Write out every line of the material exactly as it appears.
[BEGIN Exercise data]
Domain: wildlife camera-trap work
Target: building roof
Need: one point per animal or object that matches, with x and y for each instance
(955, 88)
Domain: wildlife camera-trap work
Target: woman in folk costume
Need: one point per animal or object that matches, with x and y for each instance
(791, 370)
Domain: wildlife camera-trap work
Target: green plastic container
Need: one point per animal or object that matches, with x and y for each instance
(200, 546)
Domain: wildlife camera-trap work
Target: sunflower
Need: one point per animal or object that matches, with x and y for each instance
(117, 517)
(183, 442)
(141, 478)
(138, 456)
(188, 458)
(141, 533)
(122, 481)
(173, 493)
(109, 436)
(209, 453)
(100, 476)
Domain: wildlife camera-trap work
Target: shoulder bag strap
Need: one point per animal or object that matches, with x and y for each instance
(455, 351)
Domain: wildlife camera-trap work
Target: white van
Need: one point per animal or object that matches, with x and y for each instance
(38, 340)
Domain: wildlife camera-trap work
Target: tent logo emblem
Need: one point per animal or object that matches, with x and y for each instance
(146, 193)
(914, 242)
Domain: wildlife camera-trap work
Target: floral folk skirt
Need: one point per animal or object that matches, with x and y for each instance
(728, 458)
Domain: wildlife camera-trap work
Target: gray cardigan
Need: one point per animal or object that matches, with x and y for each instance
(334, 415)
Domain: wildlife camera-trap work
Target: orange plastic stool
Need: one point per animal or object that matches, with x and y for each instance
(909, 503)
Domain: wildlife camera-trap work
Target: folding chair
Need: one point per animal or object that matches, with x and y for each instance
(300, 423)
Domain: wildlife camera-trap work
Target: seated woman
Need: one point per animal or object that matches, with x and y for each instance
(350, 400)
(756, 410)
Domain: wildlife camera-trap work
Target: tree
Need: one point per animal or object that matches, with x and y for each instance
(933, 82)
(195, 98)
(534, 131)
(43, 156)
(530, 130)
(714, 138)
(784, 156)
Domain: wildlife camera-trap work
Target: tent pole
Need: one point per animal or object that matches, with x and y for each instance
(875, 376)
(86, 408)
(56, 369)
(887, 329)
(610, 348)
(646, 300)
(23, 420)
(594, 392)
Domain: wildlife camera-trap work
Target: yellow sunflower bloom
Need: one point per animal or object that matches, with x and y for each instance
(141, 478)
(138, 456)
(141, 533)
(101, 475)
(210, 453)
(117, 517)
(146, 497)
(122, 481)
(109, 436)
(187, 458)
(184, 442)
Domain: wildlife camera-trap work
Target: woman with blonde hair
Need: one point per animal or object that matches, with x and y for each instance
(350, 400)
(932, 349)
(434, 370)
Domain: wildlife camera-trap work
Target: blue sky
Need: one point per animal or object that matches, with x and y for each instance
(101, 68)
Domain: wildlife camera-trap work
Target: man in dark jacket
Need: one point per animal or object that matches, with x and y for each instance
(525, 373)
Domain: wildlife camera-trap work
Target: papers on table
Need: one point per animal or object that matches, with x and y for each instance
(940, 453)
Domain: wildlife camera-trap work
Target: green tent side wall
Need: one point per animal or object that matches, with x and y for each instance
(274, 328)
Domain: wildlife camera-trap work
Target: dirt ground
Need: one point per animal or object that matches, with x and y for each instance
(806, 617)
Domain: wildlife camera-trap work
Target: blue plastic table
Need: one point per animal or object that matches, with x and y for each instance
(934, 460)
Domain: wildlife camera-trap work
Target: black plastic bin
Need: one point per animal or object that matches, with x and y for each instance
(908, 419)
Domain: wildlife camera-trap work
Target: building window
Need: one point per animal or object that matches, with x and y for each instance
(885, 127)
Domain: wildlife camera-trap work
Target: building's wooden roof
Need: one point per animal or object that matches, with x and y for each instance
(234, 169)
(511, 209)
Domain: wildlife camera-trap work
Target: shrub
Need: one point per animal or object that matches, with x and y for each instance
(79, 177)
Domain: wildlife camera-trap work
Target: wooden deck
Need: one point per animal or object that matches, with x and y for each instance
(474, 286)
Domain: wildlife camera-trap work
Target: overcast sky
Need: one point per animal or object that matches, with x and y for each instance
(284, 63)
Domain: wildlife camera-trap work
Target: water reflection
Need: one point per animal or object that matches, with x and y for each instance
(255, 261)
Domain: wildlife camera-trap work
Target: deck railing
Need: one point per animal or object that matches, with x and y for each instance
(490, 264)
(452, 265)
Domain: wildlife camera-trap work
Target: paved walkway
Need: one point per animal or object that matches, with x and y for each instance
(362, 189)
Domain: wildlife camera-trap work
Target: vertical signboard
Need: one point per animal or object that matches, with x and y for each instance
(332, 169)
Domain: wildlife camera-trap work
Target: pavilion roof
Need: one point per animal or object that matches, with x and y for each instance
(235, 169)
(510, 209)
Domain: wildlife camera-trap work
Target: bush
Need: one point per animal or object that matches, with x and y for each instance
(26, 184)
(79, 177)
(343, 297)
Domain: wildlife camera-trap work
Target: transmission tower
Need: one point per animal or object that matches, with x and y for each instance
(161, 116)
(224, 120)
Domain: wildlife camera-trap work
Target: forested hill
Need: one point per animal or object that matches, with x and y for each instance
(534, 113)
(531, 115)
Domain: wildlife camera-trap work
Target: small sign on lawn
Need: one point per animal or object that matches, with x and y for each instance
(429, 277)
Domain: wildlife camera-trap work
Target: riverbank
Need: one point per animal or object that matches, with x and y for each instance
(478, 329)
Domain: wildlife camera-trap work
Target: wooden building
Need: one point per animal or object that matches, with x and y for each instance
[END Exercise data]
Solution to this task:
Domain: wildlife camera-trap work
Target: building roof
Need: one point per animal or object that matches, with x and y for each instance
(955, 88)
Domain: wildlife camera-trap work
Target: woman in folk costume
Need: one point per animal or object that matches, with x and y for each instance
(791, 370)
Domain: wildlife camera-trap work
Target: green plastic container
Need: one point per animal or object that matches, with x and y for each instance
(200, 546)
Domain: wildlife camera-trap work
Target: sunflower
Need: one point per animal or object that matches, with x and y for each instance
(117, 517)
(183, 442)
(141, 478)
(138, 456)
(188, 458)
(141, 533)
(122, 481)
(173, 493)
(109, 436)
(209, 453)
(100, 476)
Domain: wildlife camera-trap work
Target: shoulder bag strap
Need: one point per animal or object that matches, with x and y for each instance
(455, 351)
Domain: wildlife camera-trap work
Target: white van
Need: one point per animal or object that matches, with x and y for each instance
(38, 340)
Domain: wildlife camera-trap work
Target: tent logo emblem
Need: one point per animal or object that matches, with x and y for each instance
(146, 193)
(914, 242)
Domain: wildlife camera-trap work
Target: floral folk skirt
Need: one point per animal or object that matches, with x and y for each instance
(728, 458)
Domain: wildlife camera-trap work
Target: gray cardigan
Need: one point per animal or object that matches, with x and y for each instance
(334, 415)
Domain: wildlife camera-trap work
Target: orange plastic stool
Need: one point per animal or object that matches, with x and y for each instance
(909, 503)
Domain: wildlife camera-trap work
Target: folding chair
Need: one point per animal or object that matches, with x and y for each instance
(300, 423)
Domain: wildlife camera-trap work
Target: seated woman
Need: one point per animal or object that matches, with x and y for each instance
(350, 400)
(756, 410)
Domain: wildlife camera-trap work
Target: tree
Need: one point per animal or object that matches, with x and y for each instance
(933, 82)
(195, 98)
(534, 131)
(43, 156)
(530, 130)
(714, 138)
(784, 156)
Domain: wildlife camera-trap work
Target: tent pole
Need: one point per animal or object that matches, with x and y for each instance
(875, 376)
(86, 408)
(56, 369)
(887, 329)
(610, 348)
(646, 300)
(23, 420)
(594, 392)
Domain: wildlife camera-trap work
Target: yellow sunflower bloom
Need: one point per animal or object that matches, with x and y for each instance
(141, 478)
(138, 456)
(141, 533)
(101, 475)
(210, 453)
(117, 517)
(146, 497)
(122, 481)
(109, 436)
(187, 458)
(184, 442)
Domain: wildlife camera-trap work
Target: woman with blonde hair
Need: one point per animal or object that matches, with x and y for each instance
(350, 400)
(932, 349)
(434, 370)
Domain: wildlife camera-trap work
Target: blue sky
Need: one point per animal or object that matches, with x and y for each instance
(101, 68)
Domain: wildlife camera-trap work
Target: man in dark jacket
Need: one point per animal or object that matches, with x and y for each instance
(525, 373)
Domain: wildlife camera-trap work
Target: papers on table
Need: one point per animal or object that matches, with x and y for each instance
(940, 453)
Domain: wildlife camera-trap work
Target: green tent side wall
Need: one point per animal or object that matches, with x and y for each instance
(274, 328)
Domain: wildlife camera-trap work
Target: dirt ground
Need: one point per animal or object that matches, with x and y for each instance
(806, 617)
Domain: wildlife camera-trap work
Target: blue plastic table
Need: one point per animal or object that matches, with x and y for each instance
(934, 460)
Domain: wildlife camera-trap work
Target: black plastic bin
Need: one point per animal or object that matches, with x and y for each instance
(908, 419)
Domain: wildlife camera-trap work
Target: building window
Need: one point per animal or object that matches, with x and y for each instance
(885, 127)
Domain: wildlife camera-trap work
Target: building's wooden roof
Need: one point per animal or object that matches, with x and y for each instance
(234, 169)
(511, 209)
Domain: wildlife camera-trap work
Target: shrub
Need: one point per animal or object that matches, with x and y for each instance
(79, 177)
Domain: wildlife camera-trap work
Target: wooden deck
Need: one point per animal or object that matches, with x and y for each instance
(474, 286)
Domain: wildlife camera-trap work
Target: overcast sky
Need: one point per animal or object that matches, with x and y for each instance
(284, 63)
Domain: wildlife camera-trap work
Target: water reflection
Need: one point per animal or object that matches, with x and y for each instance
(255, 261)
Domain: wildlife camera-trap work
Target: deck railing
Need: one point per animal or object that matches, with x and y for each instance
(490, 264)
(452, 265)
Domain: wildlife camera-trap work
Target: paved walkway
Need: one point per animal or object that matches, with x and y for each instance
(362, 189)
Domain: wildlife camera-trap work
Target: vertical signboard
Need: one point per animal or object that matches, with x and y for each instance
(332, 169)
Domain: wildlife camera-trap work
Target: pavilion roof
Need: one point per animal or object that matches, with x and y for each instance
(235, 169)
(510, 209)
Domain: wildlife camera-trap work
Target: bush
Need: one point per animal or object that matches, with x and y for each instance
(26, 184)
(79, 177)
(343, 297)
Domain: wildlife camera-trap work
Target: transmission tower
Need: one point per animal or object that matches, with x and y for each instance
(161, 116)
(224, 120)
Domain: wildlife camera-trap work
Target: forested hill
Need: one point per animal or object that matches, with x and y for each instance
(534, 113)
(531, 115)
Domain: wildlife camera-trap work
Target: small sign on lawn
Need: one point per animal or object that matches, with x and y for each instance
(429, 277)
Domain: wildlife camera-trap work
Target: riverbank
Need: one point per animal or object that matches, with x and y for each instance
(478, 329)
Domain: wildlife camera-trap work
Target: wooden building
Need: one point per animal or object that matches, with x and y for each instance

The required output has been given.